The theme and style is a great blend of the very best of the late 1940’s  and early 1950’s thriller/film noir vibe.  I loved the set and the look of Bogart’s apartment.  I liked this movie particularly because many of the characters are flawed.  There is no happy ending or easy resolution to this movie.  The actors were not hesitant to make themselves prickly or unlikable.

Garrett

I really enjoyed this film, and that is unusual for me because in many instances I have thought that Bogart was an actor with a relatively limited range. Up until this point, I have seen a man who has kept his reputation as a performer perhaps only as far as nostalgia has been able to take him. But in this piece, I was impressed at the range and talent in his characterization of Steele. In one of the Criterion special features we watched, it was apparent that this might have been because it was a character that really helped him process and perform in a manner that was somewhat close to who he was as a person – and it makes sense how this would diverge from the character he usually seems to have ready to go in his back pocket.

I enjoyed this movie. The writing and direction were on point. Some of my favorite elements had to do with some of the exterior shots and the design of the sets that managed to heighten the setting frozen in time a little more intentionally than many of the films from the era. The set itself was based on and duplicated real places where the piece was set, and that certainly helped with this feeling of genuine celluloid reality.

For this film, I did not read Dorothy B. Hughes’ novel, but I was interested to read in Schneider that the ending differs from the original text in one key way. Also, the process and mental mise en scene of the career, art, and anxieties of writing is perfectly captured in this film more than any other than I have seen to this point – except perhaps in Jonze/Kaufman’s Adaptation.

 

Check out this great article from The Library of America’s The Moviegoer, In A Lonely Place: Film Noir as an Opera of Male Fury by Carrie Rickey (linked above)

#673 Alien (1979)

Alien’s visceral, distinctive design are at the forefront of Ridley Scott’s serious sendoff to the monster shockers of the 1950s. It’s a gritty, bloody addition to both the science fiction and horror genres. Awash in a decade of great (and terrible) science fiction, Alien stands out as an exception to the glut of mediocre Star Wars clones (no pun intended).

We…. Actually, only one of us watched the one hour, fifty-seven minute extended director’s cut on BluRay.

https://en.wikipedia.org/wiki/Alien_(film)

Jennifer

Nope. Nope, nope, nope, noooooooope. Nope.

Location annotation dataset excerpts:
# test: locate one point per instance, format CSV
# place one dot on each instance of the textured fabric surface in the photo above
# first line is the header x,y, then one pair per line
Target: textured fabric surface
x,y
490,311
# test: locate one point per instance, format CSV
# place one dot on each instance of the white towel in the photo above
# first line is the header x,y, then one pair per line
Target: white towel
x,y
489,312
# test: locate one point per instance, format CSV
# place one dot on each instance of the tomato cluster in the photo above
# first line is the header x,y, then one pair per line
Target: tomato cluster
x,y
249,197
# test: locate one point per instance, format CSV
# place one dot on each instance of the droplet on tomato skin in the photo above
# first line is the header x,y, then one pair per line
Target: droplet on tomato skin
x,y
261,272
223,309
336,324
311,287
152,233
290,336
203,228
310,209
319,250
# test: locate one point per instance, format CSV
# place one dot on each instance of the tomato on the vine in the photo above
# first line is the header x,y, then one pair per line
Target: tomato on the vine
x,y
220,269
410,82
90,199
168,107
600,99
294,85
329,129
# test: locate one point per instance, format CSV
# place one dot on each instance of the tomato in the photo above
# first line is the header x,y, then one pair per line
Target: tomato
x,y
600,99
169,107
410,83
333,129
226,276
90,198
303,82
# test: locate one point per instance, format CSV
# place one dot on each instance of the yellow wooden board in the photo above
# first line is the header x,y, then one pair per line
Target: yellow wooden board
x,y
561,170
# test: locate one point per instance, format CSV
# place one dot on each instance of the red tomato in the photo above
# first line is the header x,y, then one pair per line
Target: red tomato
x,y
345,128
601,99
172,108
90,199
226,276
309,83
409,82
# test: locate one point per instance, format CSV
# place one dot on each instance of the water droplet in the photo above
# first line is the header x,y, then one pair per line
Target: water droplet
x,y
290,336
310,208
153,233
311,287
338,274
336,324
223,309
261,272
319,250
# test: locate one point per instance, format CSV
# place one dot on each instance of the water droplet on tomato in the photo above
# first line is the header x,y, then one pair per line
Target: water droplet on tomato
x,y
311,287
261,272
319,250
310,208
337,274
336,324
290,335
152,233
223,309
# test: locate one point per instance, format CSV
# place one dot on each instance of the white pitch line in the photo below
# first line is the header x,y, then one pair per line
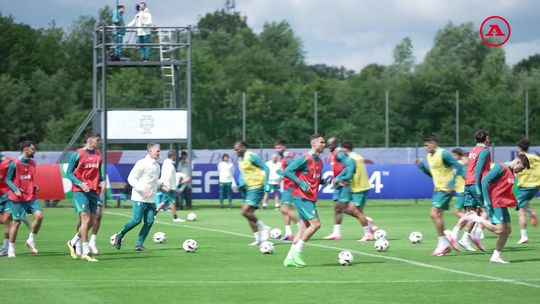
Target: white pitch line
x,y
248,282
411,262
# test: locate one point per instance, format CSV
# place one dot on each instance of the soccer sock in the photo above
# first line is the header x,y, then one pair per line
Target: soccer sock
x,y
337,230
31,238
288,230
86,249
93,239
524,234
299,245
75,239
367,230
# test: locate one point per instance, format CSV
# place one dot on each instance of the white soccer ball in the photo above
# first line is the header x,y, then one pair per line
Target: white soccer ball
x,y
266,247
379,234
190,245
111,239
159,237
345,258
191,216
275,233
415,237
382,245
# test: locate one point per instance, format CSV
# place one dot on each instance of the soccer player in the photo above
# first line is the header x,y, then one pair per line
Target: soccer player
x,y
166,196
305,172
85,172
498,196
443,169
527,186
144,178
459,207
359,190
254,178
22,196
5,213
274,181
286,196
342,189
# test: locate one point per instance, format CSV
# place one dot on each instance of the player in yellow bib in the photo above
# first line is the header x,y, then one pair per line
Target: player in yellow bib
x,y
254,180
527,186
443,169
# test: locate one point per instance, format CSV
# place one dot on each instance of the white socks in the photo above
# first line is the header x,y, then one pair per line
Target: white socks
x,y
288,230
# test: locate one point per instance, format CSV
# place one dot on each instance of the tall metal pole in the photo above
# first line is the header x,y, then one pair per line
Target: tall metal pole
x,y
243,116
457,118
527,114
386,132
315,115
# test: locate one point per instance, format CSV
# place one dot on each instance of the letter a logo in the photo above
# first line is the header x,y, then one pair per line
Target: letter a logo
x,y
495,30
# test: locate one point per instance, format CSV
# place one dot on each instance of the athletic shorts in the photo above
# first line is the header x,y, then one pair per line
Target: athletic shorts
x,y
471,198
20,209
85,201
498,215
306,209
287,198
459,200
525,195
342,194
272,187
253,197
4,206
359,198
441,200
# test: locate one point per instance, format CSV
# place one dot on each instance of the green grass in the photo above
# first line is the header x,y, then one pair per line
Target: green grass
x,y
226,270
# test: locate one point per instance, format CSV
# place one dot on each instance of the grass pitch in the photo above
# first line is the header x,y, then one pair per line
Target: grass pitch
x,y
226,270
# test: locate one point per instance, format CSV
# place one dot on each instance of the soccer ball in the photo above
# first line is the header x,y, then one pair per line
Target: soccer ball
x,y
380,234
415,237
159,237
275,233
266,247
111,239
382,245
345,258
190,245
191,216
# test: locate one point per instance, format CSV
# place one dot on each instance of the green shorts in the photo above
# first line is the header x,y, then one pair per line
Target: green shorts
x,y
253,197
273,187
20,209
4,206
441,200
459,201
342,194
359,198
498,215
306,209
286,197
525,195
85,201
471,198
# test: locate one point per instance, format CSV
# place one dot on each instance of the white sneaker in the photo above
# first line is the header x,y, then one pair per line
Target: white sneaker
x,y
93,248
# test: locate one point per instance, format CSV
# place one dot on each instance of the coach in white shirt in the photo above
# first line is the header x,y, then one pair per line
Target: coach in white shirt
x,y
144,178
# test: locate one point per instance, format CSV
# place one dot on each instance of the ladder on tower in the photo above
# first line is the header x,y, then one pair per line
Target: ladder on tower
x,y
167,71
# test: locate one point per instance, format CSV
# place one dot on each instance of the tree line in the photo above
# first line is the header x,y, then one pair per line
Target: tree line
x,y
46,85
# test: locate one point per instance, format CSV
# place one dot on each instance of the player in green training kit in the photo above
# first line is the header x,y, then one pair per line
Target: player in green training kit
x,y
305,172
359,190
254,178
497,188
443,169
23,196
527,186
85,173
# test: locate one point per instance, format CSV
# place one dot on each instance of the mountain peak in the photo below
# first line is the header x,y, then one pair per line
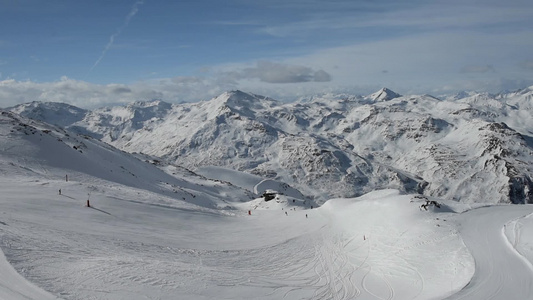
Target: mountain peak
x,y
384,95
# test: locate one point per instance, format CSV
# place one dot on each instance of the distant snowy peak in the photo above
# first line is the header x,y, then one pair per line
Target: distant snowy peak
x,y
384,95
239,99
56,113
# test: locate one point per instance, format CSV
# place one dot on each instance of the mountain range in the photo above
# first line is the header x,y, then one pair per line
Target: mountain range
x,y
469,147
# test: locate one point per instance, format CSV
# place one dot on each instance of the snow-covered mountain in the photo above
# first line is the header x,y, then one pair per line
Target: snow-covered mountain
x,y
472,148
33,148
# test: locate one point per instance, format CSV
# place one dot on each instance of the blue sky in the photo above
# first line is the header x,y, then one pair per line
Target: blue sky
x,y
93,52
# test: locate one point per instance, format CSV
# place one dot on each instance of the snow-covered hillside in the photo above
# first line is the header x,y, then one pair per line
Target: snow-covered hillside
x,y
472,147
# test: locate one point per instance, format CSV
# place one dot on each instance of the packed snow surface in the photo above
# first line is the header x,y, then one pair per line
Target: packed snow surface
x,y
379,246
154,230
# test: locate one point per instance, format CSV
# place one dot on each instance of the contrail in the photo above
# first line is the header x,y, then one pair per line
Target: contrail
x,y
132,13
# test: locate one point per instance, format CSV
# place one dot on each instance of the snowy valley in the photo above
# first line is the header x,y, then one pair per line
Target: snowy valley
x,y
373,197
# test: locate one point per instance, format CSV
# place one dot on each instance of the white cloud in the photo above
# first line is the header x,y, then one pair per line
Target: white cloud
x,y
478,69
112,38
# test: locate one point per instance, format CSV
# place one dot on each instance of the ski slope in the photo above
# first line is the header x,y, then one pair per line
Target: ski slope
x,y
379,246
151,234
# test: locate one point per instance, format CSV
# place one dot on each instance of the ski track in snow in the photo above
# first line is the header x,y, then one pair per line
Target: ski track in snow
x,y
78,253
501,271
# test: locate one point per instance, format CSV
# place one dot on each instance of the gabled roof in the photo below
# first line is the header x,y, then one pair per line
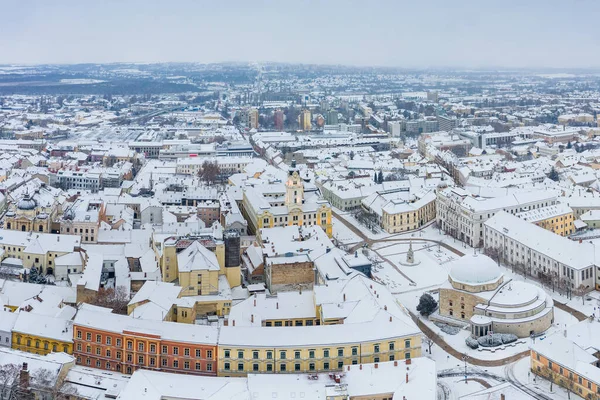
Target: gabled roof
x,y
197,257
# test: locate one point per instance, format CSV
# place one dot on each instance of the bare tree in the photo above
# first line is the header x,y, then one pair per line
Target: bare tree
x,y
210,171
116,299
581,290
9,380
428,342
46,381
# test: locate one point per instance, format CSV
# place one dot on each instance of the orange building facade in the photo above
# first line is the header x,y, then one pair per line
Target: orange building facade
x,y
126,350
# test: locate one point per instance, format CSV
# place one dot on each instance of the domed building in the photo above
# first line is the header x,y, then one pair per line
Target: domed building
x,y
32,211
476,293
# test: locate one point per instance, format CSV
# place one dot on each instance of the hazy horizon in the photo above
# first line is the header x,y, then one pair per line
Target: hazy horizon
x,y
465,34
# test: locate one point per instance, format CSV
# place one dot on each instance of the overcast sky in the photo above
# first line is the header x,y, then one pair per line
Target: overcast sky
x,y
417,33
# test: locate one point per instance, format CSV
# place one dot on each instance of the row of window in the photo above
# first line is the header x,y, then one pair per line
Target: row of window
x,y
141,346
38,343
175,364
186,351
311,353
255,367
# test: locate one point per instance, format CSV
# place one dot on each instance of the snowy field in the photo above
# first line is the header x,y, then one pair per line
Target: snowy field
x,y
457,342
343,234
432,261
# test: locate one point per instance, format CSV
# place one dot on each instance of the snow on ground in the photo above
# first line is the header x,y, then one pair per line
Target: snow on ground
x,y
381,234
343,234
524,375
457,342
390,277
432,262
589,305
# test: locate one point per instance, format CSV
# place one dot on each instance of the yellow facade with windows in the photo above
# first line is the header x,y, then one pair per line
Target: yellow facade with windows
x,y
241,360
408,216
266,211
39,344
564,377
560,224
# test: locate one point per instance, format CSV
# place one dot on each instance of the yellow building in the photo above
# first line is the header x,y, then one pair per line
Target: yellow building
x,y
304,120
41,334
401,216
556,218
267,210
570,359
37,249
244,350
201,277
309,331
33,212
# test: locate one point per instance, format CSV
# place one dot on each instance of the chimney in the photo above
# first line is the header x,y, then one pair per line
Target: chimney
x,y
24,377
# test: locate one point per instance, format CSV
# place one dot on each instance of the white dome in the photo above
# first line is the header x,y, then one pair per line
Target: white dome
x,y
475,269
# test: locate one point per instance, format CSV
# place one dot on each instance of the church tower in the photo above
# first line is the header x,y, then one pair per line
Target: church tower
x,y
294,187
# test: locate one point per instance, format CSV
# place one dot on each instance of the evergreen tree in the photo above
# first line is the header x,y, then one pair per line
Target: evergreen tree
x,y
553,174
427,304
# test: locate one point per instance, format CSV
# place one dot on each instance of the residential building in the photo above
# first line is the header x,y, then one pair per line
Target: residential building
x,y
304,120
557,218
286,207
570,358
42,334
476,293
541,252
120,343
462,215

• EXERCISE REQUIREMENTS:
[1] Retype the film reviews above from "Check out this" to "#673 Alien (1979)", keeping every word and mark unchanged.
[2] Gather each line of the records that contains the string "bare", matching case exactly.

• RESPONSE LIST:
[1]
Check out this great article from The Library of America’s The Moviegoer, In A Lonely Place: Film Noir as an Opera of Male Fury by Carrie Rickey (linked above)

#673 Alien (1979)

[2]
# place one dot on each instance of the bare tree in the photo above
Target: bare tree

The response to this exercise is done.